## Challenge A
Reproduce the passage of the XPath message starting with "The published XPath" and going on through "a future release.", word for word.

RE: XPath's role (Was: Re: [xsl] Re: . in for)

Subject: RE: XPath's role (Was: Re: [xsl] Re: . in for)
From: "Michael Kay" <michael.h.kay@xxxxxxxxxxxx>
Date: Sun, 6 Jan 2002 20:12:39 -0000
Kevin Jones:

> I tend to agree that the justification for the flow control
> additions, 'for'
> and to a lesser extent 'if', is somewhat suspect in an
> expression languages.

Attached, for information, is a position paper which was used during the WG
deliberations to justify the decision. It was drafted by me under the
direction of the XSL WG, and accepted by the group.

To summarise the argument as a one-liner: XPath is indeed an expression
language, and it needs to be a complete expression language over the data
model, which means it must be able to process sequences as well as scalars.


Contents:
1. Conditional expressions in XPath
1.1 Requirement
1.2 Composability

2. Sequences in XPath
2.1 Requirement

3. FOR expression in XPath
3.1 Requirement
3.2 Composability
3.3 Are range variables needed?

1. Conditional expressions in XPath
1.1 Requirement

The published XPath 2.0 requirements statement [1] includes an explicit
requirement for conditional expressions to be added to the language. The
requirement is classified as a "must": see section 2.2 of the document for
some use cases.

The requirement can be traced back to Appendix G of the XSLT 1.0
specification, which lists "conditional expressions" as its first bullet
point in the list of features to be considered for a future release.

Why are conditional expressions needed?

In XSLT 2.0, it is possible to execute instructions conditionally by using
<xsl:choose>. This provides the closest equivalent to a conditional
expression. It allows one to write:

   <xsl:variable name="x">
      <xsl:choose>
      <xsl:when test="$a=1"><xsl:value-of select="$b"/></xsl:when>
      <xsl:otherwise><xsl:value-of select="$c"/></xsl:when>
      </xsl:choose>
   </xsl:variable>

There are four drawbacks to this solution.

(a) it is verbose, and tedious both to read and to write
(b) the value of the variable is always a tree, never (say) a string or a
number. Fortunately XSLT allows a tree to be implicitly converted to a
string or a number, so this is not a serious drawback in practice, except
when you want a data type other than a string or a number - notably, when
you want a node-set. (The constructed tree can contain copies of nodes in
the source tree, but of course it can't contain the original nodes)
(c) this approach can't be used to calculate a value that depends on the
context node, which you need to do for example in a sort key or in a
predicate within a path expression
(d) the code is difficult to optimize; it's not easy to recognize the
situations where it is possible to avoid the overhead of actually
constructing a tree in memory. For example, the semantics require that if
this code is invoked twice, it creates two trees with identical content but
distinct identity - in other words, the code is not a pure function, it has
side-effects.

Various workarounds have been invented to cope with these limitations, and
users are often advised to use these techniques when they raise queries on
help forums:

For returning a node-set conditionally, the construct

    $debits[$condition] | $credits[not($condition)]

is used. This selects every node in $debits if the condition is true, and
every node in $credits if the condition is false.

For returning a string conditionally, the construct

   concat( substring($x, number(not($condition))*string-length($x)+1),
               substring($y, number($condition)*string-length($y)+1))

## Entries
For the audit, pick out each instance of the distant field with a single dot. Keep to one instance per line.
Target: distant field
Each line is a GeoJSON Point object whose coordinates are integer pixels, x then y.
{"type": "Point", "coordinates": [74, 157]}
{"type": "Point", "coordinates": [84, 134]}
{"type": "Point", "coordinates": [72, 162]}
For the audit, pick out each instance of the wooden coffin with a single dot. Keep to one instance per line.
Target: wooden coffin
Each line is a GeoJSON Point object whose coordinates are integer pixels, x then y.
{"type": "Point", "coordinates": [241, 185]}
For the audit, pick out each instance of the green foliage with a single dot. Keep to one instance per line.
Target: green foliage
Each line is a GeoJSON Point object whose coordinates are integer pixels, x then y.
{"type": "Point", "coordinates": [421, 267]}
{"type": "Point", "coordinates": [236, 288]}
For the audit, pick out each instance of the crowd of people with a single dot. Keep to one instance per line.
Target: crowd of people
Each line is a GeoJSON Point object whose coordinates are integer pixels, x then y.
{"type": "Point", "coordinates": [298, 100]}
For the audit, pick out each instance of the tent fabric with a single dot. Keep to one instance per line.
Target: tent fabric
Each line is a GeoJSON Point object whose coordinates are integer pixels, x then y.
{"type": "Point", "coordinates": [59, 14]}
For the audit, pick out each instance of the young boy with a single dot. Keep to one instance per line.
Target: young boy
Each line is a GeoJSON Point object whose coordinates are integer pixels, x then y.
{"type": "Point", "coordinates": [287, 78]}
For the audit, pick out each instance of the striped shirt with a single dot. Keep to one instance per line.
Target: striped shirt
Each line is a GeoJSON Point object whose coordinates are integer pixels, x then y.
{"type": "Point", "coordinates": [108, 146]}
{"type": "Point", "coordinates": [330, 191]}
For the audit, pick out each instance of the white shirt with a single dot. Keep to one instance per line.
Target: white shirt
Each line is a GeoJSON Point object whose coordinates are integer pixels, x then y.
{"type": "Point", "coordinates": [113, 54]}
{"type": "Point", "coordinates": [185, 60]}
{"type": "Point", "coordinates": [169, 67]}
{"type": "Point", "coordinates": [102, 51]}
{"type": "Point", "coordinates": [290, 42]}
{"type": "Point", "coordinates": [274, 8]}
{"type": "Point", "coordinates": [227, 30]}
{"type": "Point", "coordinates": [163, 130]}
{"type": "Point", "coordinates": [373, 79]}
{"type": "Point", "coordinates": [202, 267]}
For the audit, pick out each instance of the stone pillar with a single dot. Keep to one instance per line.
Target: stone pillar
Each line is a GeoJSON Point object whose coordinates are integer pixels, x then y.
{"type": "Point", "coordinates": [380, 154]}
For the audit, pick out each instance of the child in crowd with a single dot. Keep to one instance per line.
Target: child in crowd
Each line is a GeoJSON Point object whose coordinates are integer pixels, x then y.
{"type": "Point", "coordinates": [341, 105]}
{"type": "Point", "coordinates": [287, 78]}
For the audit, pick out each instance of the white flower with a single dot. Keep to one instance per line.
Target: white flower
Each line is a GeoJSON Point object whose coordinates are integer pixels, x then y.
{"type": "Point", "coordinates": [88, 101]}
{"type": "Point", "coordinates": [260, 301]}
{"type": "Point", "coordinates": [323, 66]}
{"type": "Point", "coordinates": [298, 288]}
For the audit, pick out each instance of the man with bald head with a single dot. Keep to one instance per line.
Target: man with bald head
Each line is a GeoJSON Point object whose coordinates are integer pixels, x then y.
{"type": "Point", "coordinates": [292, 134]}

## Challenge B
Select every line of the records that contains the word "coffin", and copy each one.

## Full output A
The published XPath 2.0 requirements statement [1] includes an explicit
requirement for conditional expressions to be added to the language. The
requirement is classified as a "must": see section 2.2 of the document for
some use cases.

The requirement can be traced back to Appendix G of the XSLT 1.0
specification, which lists "conditional expressions" as its first bullet
point in the list of features to be considered for a future release.

## Full output B
For the audit, pick out each instance of the wooden coffin with a single dot. Keep to one instance per line.
Target: wooden coffin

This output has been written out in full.